[Work to complete]: Search the material for the word "leaf" and report each line where it turns up.

[Exercise input]:

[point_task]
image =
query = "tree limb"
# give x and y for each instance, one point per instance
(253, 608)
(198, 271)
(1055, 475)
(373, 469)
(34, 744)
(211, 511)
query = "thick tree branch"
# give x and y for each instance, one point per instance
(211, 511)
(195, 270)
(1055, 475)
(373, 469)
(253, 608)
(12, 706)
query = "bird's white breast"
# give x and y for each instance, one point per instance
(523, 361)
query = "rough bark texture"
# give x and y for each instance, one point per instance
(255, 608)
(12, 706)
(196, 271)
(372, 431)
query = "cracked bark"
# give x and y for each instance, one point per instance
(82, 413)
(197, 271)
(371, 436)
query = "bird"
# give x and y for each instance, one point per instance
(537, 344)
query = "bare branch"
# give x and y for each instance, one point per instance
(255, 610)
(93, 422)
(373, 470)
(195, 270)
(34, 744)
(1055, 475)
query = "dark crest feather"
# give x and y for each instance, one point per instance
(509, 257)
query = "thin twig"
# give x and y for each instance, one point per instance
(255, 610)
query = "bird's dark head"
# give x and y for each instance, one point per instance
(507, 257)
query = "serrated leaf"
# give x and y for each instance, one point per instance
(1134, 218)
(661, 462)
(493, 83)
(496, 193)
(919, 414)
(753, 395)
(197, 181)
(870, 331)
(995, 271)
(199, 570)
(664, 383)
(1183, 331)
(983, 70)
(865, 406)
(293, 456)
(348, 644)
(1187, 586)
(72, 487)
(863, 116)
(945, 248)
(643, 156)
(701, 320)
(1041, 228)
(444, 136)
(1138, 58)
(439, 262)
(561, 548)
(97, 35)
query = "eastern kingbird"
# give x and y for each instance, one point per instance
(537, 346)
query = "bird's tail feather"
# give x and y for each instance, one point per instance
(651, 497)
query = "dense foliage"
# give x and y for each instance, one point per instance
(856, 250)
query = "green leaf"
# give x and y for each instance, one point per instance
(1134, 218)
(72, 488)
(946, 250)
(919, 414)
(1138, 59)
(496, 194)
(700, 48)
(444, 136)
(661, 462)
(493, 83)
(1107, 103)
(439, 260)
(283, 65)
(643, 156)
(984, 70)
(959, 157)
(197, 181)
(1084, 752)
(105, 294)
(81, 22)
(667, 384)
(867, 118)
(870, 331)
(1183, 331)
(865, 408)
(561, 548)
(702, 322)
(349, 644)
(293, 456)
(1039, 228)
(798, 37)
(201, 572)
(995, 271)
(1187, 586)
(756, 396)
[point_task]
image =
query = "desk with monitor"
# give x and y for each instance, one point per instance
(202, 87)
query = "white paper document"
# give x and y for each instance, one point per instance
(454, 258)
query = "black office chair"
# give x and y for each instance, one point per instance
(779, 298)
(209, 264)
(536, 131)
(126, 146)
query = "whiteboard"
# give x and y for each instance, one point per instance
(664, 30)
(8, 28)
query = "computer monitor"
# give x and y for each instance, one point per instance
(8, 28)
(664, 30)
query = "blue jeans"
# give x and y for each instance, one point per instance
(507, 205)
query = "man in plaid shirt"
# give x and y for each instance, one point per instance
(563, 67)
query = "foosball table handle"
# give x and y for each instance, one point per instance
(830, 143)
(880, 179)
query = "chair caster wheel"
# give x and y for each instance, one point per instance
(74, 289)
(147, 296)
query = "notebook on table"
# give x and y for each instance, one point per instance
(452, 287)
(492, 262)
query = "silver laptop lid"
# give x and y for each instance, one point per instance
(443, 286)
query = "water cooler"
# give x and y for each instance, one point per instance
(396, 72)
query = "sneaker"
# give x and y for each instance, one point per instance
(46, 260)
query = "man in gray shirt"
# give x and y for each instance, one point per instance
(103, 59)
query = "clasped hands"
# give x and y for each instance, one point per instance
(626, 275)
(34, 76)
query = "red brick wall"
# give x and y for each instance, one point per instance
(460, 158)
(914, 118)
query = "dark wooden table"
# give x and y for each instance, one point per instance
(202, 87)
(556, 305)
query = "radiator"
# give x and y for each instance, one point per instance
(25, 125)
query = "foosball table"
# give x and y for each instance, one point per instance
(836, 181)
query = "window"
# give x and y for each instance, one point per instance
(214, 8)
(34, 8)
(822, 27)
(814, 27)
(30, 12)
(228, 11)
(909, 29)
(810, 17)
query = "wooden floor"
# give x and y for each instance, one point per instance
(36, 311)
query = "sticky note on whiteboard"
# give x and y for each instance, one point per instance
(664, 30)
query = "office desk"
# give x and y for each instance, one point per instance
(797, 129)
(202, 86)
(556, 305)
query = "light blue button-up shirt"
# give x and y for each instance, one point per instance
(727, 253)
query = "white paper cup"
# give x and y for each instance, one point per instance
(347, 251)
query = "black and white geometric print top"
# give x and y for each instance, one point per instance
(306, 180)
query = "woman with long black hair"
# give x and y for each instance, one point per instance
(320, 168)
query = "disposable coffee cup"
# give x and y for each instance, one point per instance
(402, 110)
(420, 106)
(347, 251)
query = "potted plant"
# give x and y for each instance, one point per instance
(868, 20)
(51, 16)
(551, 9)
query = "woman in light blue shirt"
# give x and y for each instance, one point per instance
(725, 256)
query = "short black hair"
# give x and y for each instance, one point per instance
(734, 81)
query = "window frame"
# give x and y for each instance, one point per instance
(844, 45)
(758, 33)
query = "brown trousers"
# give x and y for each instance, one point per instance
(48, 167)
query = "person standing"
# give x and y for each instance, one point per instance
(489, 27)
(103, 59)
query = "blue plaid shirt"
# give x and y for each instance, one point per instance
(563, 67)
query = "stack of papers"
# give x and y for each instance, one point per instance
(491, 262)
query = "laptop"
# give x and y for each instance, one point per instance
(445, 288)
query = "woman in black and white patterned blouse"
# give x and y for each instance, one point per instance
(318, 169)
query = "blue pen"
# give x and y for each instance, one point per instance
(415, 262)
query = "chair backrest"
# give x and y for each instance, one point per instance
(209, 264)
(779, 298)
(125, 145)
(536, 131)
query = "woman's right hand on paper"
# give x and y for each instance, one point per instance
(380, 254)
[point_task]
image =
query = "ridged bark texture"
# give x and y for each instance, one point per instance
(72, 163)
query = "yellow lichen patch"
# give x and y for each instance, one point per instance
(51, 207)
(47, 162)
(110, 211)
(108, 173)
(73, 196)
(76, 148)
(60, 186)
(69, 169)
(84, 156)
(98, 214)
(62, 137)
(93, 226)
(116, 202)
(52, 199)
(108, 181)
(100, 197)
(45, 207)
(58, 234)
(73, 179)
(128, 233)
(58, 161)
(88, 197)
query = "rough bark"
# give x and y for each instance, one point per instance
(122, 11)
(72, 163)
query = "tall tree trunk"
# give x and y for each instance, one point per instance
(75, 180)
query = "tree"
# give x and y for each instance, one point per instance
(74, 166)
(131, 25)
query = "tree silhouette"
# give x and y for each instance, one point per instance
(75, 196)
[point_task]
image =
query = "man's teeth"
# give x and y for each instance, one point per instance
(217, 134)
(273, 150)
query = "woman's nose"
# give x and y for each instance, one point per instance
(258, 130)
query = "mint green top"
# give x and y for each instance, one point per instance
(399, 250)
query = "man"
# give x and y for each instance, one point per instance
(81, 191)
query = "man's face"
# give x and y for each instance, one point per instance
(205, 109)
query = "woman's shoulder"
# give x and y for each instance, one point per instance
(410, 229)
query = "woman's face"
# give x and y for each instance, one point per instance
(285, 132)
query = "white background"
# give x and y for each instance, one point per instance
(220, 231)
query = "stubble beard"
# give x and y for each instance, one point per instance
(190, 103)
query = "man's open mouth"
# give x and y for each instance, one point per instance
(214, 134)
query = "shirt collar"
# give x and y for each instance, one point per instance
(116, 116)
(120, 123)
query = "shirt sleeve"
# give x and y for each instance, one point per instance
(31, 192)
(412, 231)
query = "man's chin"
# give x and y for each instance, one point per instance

[Answer section]:
query = "serrated leaf"
query = "green leaf"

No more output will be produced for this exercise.